DATA UNDER STUDY —
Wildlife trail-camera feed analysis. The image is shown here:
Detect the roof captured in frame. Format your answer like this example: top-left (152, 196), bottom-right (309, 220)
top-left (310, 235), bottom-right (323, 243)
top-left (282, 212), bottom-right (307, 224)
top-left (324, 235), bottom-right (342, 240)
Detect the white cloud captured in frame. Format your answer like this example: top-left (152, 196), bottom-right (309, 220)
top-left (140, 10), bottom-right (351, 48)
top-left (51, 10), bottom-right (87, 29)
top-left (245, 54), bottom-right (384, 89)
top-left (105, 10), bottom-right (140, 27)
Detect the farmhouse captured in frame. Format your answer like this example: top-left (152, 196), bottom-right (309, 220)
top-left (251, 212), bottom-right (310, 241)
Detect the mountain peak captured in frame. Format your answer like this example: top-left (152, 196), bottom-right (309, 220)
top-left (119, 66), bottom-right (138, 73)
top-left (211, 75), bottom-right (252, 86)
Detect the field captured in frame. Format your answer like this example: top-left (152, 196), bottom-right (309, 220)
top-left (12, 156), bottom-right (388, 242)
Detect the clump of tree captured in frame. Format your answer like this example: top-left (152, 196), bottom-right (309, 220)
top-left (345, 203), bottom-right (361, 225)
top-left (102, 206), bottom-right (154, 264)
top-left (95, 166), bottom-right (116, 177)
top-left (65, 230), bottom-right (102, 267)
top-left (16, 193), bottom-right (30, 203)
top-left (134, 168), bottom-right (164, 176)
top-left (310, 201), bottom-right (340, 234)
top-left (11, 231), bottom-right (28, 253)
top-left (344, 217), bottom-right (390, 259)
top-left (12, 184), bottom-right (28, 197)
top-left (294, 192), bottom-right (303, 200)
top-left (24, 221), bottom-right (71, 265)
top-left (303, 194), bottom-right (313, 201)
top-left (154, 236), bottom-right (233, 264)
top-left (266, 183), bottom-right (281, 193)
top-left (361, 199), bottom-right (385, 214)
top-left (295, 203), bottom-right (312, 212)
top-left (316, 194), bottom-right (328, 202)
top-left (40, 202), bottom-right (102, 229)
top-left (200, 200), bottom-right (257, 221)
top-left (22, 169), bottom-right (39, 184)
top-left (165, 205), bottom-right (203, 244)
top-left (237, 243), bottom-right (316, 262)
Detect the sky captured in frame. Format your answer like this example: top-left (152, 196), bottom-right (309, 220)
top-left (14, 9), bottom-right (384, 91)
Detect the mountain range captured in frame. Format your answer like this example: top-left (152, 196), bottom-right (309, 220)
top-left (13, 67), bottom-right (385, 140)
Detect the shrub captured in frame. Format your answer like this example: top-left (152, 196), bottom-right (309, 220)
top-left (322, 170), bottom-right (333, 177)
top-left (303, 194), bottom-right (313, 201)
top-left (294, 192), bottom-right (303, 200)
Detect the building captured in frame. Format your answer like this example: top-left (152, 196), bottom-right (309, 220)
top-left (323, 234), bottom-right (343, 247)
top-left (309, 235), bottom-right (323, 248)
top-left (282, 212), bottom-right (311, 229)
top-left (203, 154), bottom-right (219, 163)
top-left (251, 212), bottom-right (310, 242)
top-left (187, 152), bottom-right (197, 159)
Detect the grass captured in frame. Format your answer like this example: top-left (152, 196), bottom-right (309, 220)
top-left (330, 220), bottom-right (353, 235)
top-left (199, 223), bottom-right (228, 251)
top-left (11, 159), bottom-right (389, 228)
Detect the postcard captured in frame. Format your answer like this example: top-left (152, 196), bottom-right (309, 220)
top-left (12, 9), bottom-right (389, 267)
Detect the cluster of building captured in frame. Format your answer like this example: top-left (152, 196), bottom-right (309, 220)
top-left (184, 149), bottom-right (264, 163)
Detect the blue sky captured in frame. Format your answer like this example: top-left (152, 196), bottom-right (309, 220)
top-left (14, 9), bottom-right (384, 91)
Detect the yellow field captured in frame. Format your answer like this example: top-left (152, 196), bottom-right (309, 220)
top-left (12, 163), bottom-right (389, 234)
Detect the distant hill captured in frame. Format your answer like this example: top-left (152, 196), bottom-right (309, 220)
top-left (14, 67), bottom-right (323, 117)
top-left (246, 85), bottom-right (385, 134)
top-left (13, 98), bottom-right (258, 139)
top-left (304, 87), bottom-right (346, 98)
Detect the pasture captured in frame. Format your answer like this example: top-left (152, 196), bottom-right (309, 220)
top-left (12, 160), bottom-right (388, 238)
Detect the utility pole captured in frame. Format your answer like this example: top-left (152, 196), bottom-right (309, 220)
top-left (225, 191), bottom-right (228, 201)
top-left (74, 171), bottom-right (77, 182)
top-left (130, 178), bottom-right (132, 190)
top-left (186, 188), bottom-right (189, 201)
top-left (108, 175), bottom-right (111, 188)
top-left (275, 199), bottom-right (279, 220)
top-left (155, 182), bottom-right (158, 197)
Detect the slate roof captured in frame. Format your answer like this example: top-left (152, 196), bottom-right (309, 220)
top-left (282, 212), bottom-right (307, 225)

WORK TO COMPLETE —
Could you write out, exactly, each line of the data above from the one containing "Detect the slate" through the last, including both?

ANSWER FOR THIS EXERCISE —
Detect the slate roof captured in frame. Format your answer like this example: top-left (152, 196), bottom-right (309, 220)
top-left (282, 212), bottom-right (307, 225)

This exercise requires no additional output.